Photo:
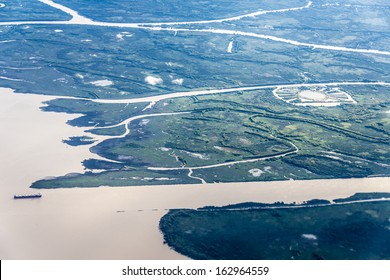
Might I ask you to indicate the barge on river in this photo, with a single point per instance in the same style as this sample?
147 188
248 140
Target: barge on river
26 196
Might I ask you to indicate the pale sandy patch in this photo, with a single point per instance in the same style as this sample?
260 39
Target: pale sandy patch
102 83
106 223
151 80
177 81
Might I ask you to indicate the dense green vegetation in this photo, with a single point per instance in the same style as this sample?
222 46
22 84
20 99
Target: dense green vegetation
265 137
253 231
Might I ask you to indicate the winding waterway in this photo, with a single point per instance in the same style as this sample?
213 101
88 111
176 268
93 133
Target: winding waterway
121 222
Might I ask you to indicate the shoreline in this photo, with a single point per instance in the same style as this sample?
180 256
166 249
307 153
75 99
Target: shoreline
108 222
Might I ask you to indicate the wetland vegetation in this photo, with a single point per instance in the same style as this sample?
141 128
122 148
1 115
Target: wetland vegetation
341 230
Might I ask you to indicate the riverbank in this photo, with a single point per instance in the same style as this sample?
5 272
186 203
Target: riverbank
107 223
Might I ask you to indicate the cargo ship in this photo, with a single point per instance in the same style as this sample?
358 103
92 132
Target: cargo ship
37 195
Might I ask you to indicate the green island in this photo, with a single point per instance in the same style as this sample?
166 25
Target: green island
354 228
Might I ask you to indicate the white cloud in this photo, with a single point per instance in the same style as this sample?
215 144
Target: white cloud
102 83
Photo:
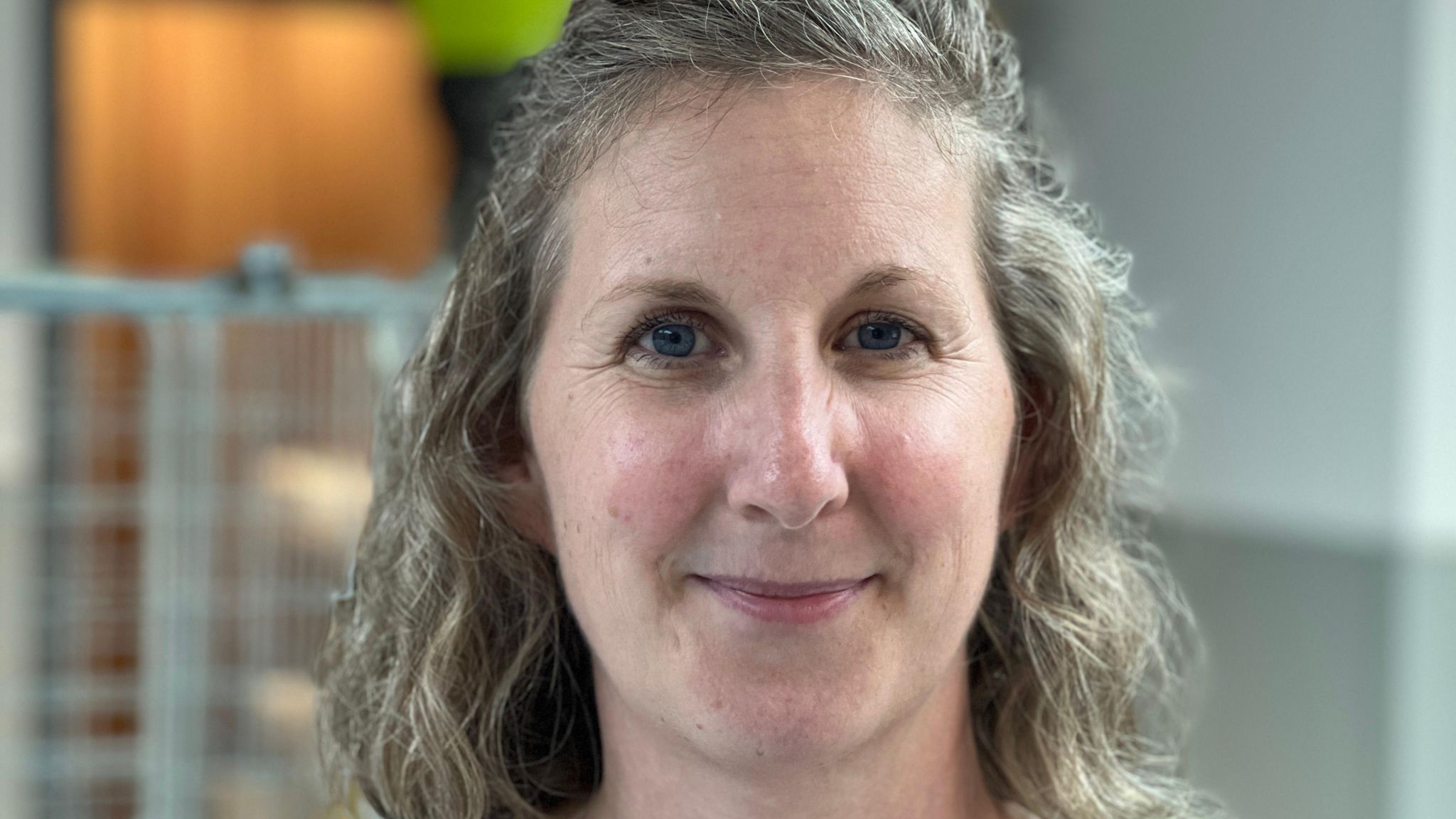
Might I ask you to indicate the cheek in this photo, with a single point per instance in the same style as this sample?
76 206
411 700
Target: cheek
638 480
938 473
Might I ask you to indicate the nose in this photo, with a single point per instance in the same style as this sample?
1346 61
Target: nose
788 446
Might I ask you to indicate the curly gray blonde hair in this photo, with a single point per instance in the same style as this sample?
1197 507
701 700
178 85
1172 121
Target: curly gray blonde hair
455 681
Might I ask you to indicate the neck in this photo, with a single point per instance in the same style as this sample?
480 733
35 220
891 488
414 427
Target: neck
924 766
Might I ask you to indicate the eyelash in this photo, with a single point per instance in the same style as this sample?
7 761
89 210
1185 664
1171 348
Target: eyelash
654 360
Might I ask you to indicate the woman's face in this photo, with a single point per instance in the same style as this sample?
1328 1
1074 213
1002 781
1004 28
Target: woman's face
771 359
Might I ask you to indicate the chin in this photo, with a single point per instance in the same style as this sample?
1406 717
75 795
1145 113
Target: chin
750 719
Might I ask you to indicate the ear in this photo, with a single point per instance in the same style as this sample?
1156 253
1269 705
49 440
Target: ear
1022 455
526 508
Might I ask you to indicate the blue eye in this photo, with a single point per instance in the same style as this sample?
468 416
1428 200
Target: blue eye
675 337
675 340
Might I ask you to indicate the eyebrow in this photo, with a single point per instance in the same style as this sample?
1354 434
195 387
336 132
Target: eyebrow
692 294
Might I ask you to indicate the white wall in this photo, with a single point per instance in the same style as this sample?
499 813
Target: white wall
1285 176
1248 154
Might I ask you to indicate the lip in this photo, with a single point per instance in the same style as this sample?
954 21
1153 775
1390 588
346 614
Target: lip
785 602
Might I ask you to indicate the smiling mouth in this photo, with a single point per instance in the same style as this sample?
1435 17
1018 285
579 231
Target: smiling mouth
785 602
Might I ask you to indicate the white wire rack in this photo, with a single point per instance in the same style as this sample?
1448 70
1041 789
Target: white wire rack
183 477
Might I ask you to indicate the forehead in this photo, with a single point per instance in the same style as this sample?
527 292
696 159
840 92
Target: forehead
772 187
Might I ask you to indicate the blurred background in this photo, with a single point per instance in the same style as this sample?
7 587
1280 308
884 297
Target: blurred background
225 222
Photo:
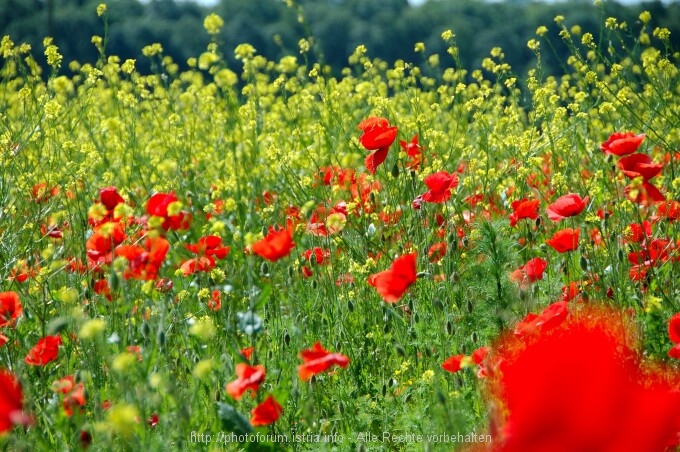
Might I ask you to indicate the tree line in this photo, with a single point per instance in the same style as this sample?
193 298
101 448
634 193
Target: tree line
389 28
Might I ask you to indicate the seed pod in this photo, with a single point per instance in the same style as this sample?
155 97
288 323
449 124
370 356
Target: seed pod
395 171
441 396
114 281
161 339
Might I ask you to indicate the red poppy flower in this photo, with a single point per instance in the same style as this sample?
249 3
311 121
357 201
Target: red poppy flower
566 206
437 251
639 165
645 195
452 363
413 151
669 210
564 240
215 302
276 245
378 136
247 352
145 262
266 413
674 328
622 143
249 377
104 239
44 352
530 272
10 308
391 284
74 393
158 206
580 387
638 232
210 245
523 208
440 185
11 402
318 360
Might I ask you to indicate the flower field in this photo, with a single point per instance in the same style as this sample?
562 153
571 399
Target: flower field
417 256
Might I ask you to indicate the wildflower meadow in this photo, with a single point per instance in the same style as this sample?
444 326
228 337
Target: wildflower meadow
417 256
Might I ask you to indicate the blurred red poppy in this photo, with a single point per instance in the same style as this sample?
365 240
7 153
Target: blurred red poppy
440 185
452 363
413 151
276 245
249 377
564 240
10 308
266 413
530 272
11 402
144 263
391 284
523 208
159 205
566 206
639 165
44 352
378 136
317 360
674 328
580 386
622 143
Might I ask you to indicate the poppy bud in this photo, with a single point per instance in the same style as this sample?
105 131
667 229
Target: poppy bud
395 171
161 339
441 396
114 281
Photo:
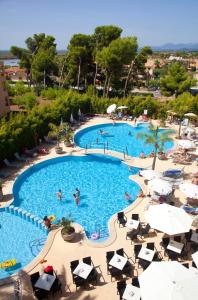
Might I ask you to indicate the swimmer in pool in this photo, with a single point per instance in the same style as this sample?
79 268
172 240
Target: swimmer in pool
102 132
127 196
76 199
59 195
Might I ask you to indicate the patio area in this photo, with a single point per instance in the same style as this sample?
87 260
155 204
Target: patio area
60 254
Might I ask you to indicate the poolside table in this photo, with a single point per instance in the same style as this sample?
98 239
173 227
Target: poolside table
175 246
45 282
194 237
194 270
118 261
132 224
83 270
131 292
195 258
146 254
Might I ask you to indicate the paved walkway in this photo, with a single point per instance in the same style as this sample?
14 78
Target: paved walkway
59 253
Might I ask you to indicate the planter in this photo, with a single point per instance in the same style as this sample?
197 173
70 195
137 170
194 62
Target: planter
67 143
69 236
59 150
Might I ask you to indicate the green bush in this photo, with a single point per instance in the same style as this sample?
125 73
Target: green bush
28 100
21 129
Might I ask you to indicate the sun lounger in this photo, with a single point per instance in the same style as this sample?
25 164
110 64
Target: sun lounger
4 174
193 210
20 158
48 141
11 164
32 152
174 173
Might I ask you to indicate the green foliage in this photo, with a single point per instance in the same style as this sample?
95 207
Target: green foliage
49 94
38 58
18 89
19 130
67 227
28 100
176 81
183 104
156 139
104 35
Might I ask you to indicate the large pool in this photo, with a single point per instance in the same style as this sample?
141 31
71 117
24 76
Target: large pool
20 240
102 181
120 137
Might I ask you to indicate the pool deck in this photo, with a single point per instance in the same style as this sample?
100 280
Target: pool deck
59 253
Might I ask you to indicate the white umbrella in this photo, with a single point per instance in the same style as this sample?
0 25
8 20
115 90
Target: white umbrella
168 219
186 144
111 108
189 189
190 115
168 280
150 174
160 186
188 130
79 112
122 107
71 118
195 258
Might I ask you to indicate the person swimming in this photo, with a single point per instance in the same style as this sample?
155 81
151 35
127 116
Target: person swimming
142 155
127 196
59 195
102 132
47 222
77 192
76 199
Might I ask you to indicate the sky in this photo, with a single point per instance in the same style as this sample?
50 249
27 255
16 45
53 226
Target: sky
154 22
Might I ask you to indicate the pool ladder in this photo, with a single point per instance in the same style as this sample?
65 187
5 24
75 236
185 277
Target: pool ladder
107 146
17 211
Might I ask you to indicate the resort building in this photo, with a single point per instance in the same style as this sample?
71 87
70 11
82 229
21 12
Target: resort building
16 74
4 101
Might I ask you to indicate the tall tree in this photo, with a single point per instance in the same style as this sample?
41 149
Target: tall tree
79 58
103 36
38 43
137 64
113 58
156 138
176 81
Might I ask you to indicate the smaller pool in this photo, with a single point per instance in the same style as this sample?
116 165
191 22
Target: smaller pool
20 240
120 137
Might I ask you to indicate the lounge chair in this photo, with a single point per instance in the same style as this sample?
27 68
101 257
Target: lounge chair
49 141
192 210
56 287
31 153
135 282
173 173
121 219
43 151
20 158
4 174
121 285
11 164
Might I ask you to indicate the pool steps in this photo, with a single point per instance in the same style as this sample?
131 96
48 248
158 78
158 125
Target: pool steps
17 211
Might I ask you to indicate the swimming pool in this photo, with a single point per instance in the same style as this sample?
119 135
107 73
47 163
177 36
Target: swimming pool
20 240
102 181
120 137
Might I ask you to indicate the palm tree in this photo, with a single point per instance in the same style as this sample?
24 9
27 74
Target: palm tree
155 138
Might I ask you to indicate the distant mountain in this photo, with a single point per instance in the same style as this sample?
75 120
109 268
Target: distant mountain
176 47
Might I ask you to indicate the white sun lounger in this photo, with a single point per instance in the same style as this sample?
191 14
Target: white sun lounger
11 164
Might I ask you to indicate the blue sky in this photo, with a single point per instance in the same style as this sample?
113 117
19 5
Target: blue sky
154 22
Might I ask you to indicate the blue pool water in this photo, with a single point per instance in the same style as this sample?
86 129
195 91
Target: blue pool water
117 138
102 181
20 240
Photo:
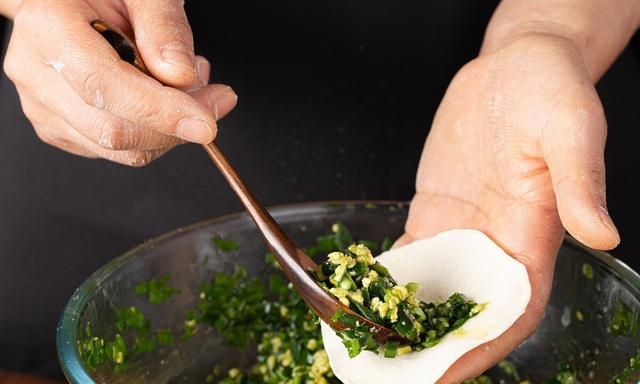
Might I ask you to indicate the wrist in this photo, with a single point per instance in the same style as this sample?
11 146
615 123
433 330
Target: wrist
598 29
8 8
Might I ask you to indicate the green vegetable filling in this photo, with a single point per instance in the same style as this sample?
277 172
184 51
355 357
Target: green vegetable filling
366 287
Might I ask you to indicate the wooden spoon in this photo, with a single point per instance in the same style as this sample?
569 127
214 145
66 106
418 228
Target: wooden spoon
294 262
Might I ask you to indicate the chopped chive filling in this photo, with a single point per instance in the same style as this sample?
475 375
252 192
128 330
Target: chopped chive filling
355 278
270 317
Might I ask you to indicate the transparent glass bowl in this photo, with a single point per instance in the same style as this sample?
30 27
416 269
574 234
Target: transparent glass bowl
190 257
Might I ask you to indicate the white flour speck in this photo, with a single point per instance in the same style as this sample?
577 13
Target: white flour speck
99 100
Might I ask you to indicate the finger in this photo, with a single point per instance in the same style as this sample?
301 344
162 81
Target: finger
526 233
204 69
573 144
48 129
165 40
217 98
101 127
56 132
93 69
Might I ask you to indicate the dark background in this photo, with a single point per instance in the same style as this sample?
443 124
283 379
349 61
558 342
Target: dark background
335 103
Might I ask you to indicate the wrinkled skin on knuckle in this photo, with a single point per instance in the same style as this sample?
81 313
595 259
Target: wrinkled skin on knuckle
12 68
112 135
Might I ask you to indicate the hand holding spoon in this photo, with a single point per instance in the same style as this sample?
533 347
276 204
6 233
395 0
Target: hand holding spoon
294 262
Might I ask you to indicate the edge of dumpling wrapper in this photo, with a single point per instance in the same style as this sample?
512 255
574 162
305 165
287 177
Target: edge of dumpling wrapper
460 260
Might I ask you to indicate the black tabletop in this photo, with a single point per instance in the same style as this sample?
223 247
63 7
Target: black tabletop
335 103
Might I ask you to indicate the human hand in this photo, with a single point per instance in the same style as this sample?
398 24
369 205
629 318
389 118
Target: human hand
516 150
82 98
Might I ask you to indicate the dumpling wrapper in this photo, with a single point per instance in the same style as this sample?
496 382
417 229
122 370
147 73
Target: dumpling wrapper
461 260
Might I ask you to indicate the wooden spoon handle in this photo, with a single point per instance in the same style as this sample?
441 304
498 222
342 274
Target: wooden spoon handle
━━━━
| Activity |
Compute how many lines in the material contain the word "handle". Only the result should be written.

| Answer section |
2